§ **ASSIGNMENT**
Each line with the string "instance" is to be copied from the records below.
=== Section Start ===
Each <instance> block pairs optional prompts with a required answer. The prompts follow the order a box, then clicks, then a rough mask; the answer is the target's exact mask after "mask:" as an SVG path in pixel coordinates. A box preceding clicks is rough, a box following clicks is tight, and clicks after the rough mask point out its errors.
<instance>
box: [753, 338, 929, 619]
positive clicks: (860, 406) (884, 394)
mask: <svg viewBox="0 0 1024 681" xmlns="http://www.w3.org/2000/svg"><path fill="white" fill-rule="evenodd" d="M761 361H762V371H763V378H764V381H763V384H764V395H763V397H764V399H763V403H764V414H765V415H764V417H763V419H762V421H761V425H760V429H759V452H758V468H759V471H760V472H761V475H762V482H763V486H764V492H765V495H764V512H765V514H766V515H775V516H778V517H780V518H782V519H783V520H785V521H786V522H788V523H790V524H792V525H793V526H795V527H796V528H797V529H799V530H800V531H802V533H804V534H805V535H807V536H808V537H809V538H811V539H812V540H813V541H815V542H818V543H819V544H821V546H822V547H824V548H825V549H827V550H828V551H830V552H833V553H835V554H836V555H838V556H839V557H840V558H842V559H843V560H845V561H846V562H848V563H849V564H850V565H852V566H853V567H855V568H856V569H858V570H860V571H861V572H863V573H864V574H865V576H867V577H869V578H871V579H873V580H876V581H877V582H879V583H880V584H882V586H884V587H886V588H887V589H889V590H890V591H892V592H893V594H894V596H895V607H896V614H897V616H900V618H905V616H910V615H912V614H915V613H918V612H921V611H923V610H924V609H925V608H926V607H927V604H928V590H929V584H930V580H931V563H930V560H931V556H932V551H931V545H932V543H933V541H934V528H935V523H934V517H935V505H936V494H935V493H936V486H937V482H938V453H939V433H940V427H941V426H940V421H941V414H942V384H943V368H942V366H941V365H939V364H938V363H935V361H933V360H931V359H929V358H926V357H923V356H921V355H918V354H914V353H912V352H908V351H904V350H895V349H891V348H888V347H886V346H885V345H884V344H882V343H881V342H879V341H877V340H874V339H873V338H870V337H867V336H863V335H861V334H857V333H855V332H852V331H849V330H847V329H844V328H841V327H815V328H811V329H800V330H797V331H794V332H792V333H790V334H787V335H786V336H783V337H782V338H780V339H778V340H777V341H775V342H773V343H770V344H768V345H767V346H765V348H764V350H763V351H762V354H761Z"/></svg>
=== Section End ===
§ **RESPONSE BOX**
Each <instance> block pairs optional prompts with a required answer. The prompts follow the order a box, then clicks, then a rough mask; the answer is the target's exact mask after "mask:" as an SVG path in pixel coordinates. A box preceding clicks is rough, a box following clicks is tight, and clicks after the rough mask point out its errors.
<instance>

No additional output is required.